— Begin Quoted passage —

I loosened all the dry wall screws holding the module in the cabinet, clamped the mounting board to the two shaped 2 X 6s on the rear of the modules, and while aligning the modules, mounting board, and the cabinet, drilled eight holes through the mounting board and 1" deep into the 2 X 6s. Next I installed the inserts in the 2 X 6s, and bolted the modules to the mounting board, and tightened the dry wall screws while keeping the correct alignment.(see photo 9) Note the driver mounting inserts installed previously. I checked all seams where the module, mounting board, and top and sides of the cabinet met. Then I marked all areas that needed to be planed or sanded to make a good fit. Next I disassembled, sanded, and planed the marked edges to afford a good fit, and reassembled the pieces and checked the fit again. I repeated the process until satisfied with the fit (see photo 10).

— End Quoted passage —
— Begin Stored data —

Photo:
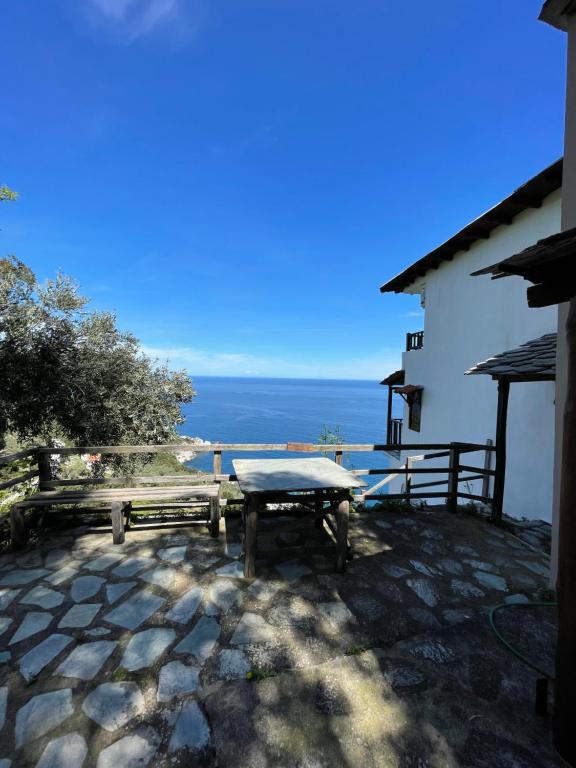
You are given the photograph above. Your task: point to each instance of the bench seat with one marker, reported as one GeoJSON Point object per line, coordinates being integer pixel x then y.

— End Stored data —

Goal 1: Say whether each statement agrees with the cabinet-fitting passage, answering yes or no and quoting the deciding words: (a) Eight holes were drilled through the mounting board. (b) The dry wall screws were tightened before the modules were bolted to the mounting board. (c) The fit was checked only once after reassembly.
Goal 2: Continue the cabinet-fitting passage, starting after its last sentence.
This listing comes from a different source than the cabinet-fitting passage.

Expected output 1:
(a) Yes: "drilled eight holes through the mounting board"
(b) No: "bolted the modules to the mounting board, and tightened the dry wall screws while keeping the correct alignment"
(c) No: "I repeated the process until satisfied with the fit"

Expected output 2:
Photo 9

Photo 10

After being satisfied with the fit, I disassembled it again and installed the veneer to all the visible interior portions of the MDX, (while careful to watch the grain orientation) and the birch portion of the module leaving 1/4" extra on the front edge to be trimmed to fit later. My practice in applying veneer is to thin the contact cement using lacquer thinner and roll it on both surfaces. I used the "Practical Pro" model RC-9T, 1/4" Nap roller purchased from my local Formica dealer. I have never had any trouble with bubbles or "hard" spots in the finish using this method.
 

Photo 11
       When I was ready to assemble the cabinet for the last time, I gathered as many clamps as I could to glue and screw the cabinet together, taking care to ensure that all screws were countersunk. No need to putty the screw heads as 1/4" oak plywood will cover the entire outside of the cabinet (see photos 11 & 12).

Photo 12

Before I attached the back panel, I made a 14" X 17" cutout and framed the resulting hole with 2 X 2s. The 2 X 2s were glued and screwed to the back panel leaving a 12" X 15" access hole for the drivers with a 1" border to secure an access panel later. Then the the back panel was glued and screwed to the cabinet.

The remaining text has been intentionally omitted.